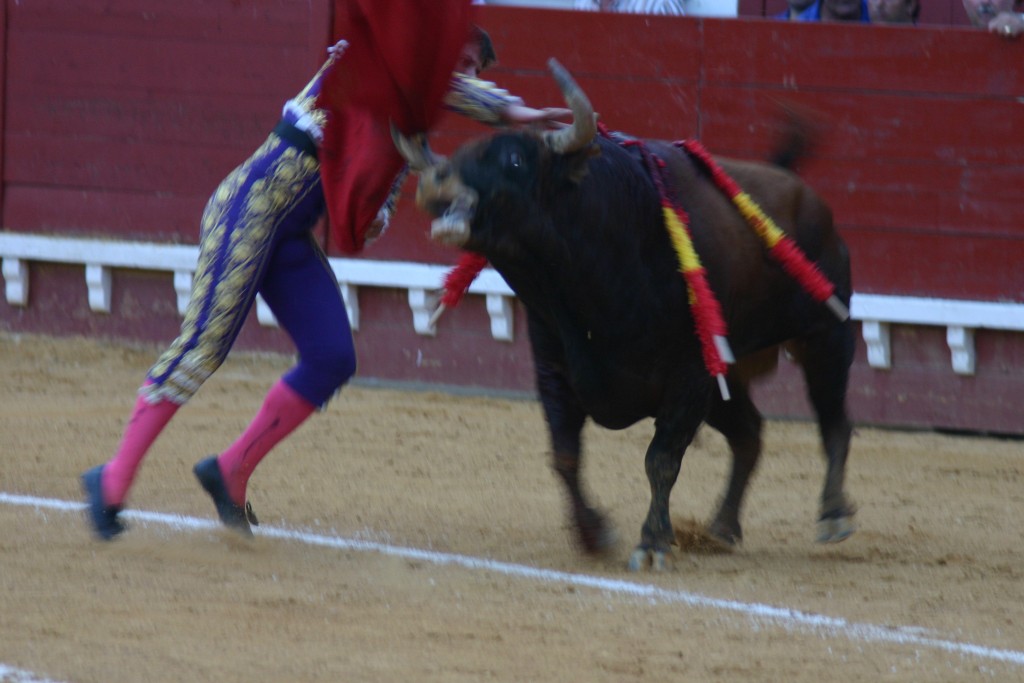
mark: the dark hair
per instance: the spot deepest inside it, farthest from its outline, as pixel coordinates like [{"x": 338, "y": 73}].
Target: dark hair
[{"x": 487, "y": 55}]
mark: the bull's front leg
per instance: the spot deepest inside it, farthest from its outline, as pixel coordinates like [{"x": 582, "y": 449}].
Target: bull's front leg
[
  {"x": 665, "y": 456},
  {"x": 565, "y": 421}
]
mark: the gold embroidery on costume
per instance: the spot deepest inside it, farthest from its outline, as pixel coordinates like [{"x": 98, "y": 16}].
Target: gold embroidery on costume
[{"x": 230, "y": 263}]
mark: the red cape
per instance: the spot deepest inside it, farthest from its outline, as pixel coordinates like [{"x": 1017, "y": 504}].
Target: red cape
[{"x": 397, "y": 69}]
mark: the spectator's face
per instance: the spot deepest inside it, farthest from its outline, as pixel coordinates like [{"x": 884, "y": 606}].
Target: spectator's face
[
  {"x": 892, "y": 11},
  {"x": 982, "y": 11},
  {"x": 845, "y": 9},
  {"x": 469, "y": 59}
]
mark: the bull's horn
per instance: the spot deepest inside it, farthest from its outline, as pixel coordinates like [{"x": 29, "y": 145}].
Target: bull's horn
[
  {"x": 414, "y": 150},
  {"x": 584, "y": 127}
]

---

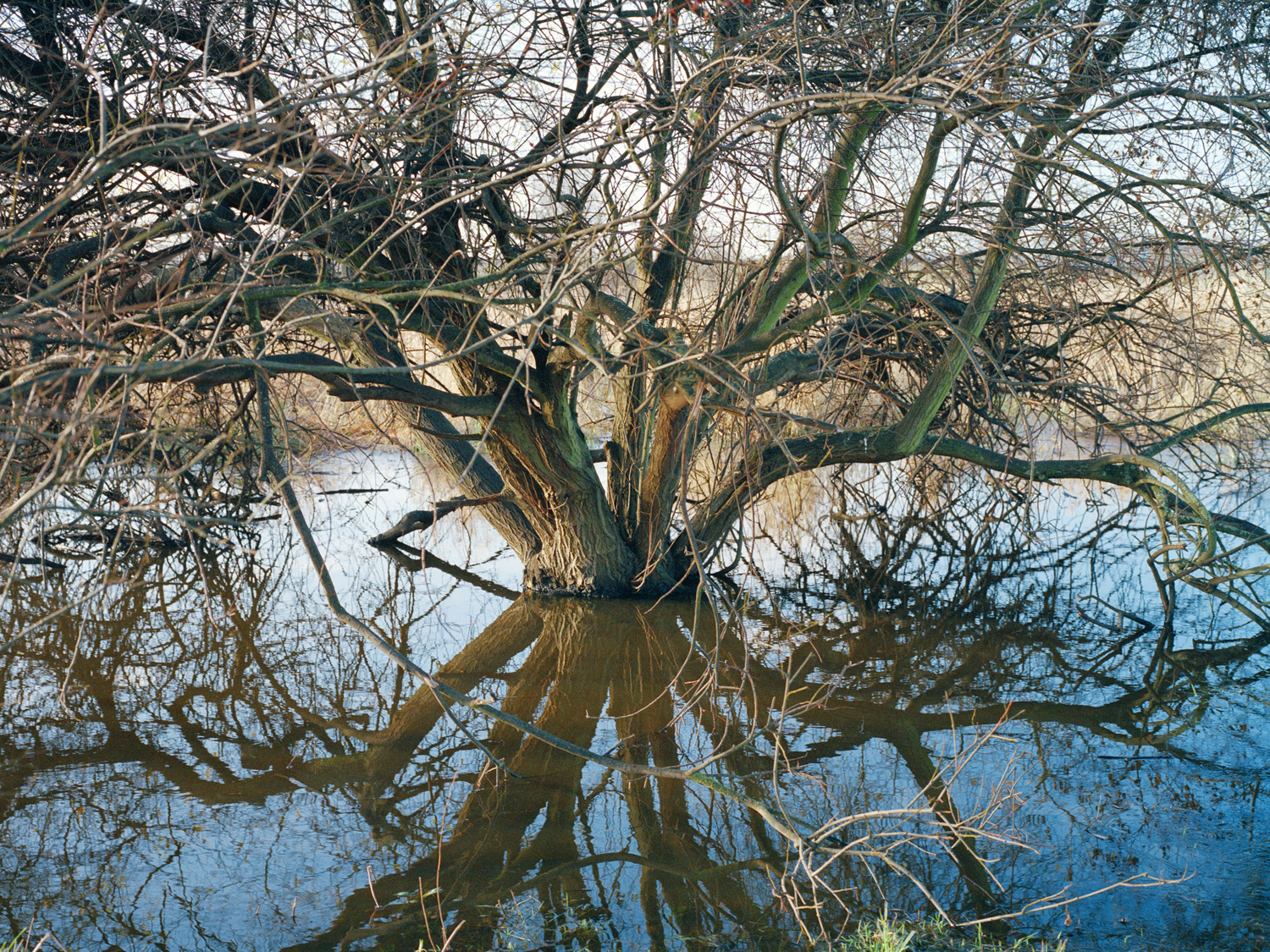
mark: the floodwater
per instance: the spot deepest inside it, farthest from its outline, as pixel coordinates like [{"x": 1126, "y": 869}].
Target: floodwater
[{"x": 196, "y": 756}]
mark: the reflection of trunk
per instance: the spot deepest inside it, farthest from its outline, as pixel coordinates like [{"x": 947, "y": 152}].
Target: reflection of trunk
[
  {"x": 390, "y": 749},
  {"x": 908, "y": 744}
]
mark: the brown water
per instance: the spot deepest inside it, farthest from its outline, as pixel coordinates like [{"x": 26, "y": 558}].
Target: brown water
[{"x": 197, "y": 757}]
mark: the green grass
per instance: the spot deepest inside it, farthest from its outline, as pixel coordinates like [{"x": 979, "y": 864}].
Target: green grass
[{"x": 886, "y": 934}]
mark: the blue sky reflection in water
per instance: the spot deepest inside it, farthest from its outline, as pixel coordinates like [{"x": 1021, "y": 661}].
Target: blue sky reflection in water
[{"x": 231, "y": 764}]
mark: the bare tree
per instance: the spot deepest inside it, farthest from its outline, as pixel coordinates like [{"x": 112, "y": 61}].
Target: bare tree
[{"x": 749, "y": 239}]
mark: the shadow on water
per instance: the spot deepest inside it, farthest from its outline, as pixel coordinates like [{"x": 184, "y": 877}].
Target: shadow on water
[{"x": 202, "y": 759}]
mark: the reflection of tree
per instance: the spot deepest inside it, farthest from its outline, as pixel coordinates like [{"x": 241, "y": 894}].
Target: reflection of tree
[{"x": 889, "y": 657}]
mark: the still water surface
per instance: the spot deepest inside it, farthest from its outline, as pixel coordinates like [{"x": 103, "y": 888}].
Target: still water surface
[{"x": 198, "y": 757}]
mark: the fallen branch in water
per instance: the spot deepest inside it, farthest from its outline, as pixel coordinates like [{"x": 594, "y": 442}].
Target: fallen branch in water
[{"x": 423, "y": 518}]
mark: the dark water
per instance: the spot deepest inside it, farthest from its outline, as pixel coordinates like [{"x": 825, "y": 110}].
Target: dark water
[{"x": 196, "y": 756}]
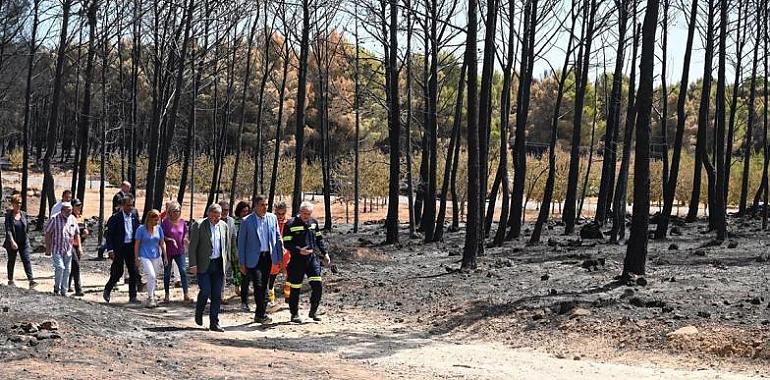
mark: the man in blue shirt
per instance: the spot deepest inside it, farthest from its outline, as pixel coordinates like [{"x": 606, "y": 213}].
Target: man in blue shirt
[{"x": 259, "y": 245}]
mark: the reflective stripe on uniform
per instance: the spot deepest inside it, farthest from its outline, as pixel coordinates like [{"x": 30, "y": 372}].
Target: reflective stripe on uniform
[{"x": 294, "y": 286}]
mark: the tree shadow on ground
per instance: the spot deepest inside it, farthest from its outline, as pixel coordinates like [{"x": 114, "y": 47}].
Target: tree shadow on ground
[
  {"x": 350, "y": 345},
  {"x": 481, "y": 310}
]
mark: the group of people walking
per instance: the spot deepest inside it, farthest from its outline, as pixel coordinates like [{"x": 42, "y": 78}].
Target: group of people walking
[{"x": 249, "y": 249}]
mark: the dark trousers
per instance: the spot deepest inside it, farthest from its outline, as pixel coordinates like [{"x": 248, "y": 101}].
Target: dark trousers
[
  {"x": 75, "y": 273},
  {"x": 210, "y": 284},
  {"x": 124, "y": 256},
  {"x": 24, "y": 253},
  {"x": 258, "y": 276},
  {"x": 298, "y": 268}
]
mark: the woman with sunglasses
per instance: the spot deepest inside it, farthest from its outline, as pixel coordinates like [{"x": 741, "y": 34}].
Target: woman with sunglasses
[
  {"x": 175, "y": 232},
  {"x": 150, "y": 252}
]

• **YOUR INSTRUCTIONS**: Reproduce, character for character, only the lines of the preceding data that start at the line with "Target: reflective stripe on uniform" and end at the line with "mark: the group of people walking", both included.

• **ANSWER TO THE EXERCISE**:
Target: reflective stripe on uniform
[{"x": 294, "y": 286}]
mark: the tree shadow on ground
per instance: the spot deepest inside it, farthest from its outline, as pixel coordinates like [{"x": 114, "y": 47}].
Target: tree shadow on ground
[
  {"x": 350, "y": 345},
  {"x": 481, "y": 310}
]
mark: the group of people walking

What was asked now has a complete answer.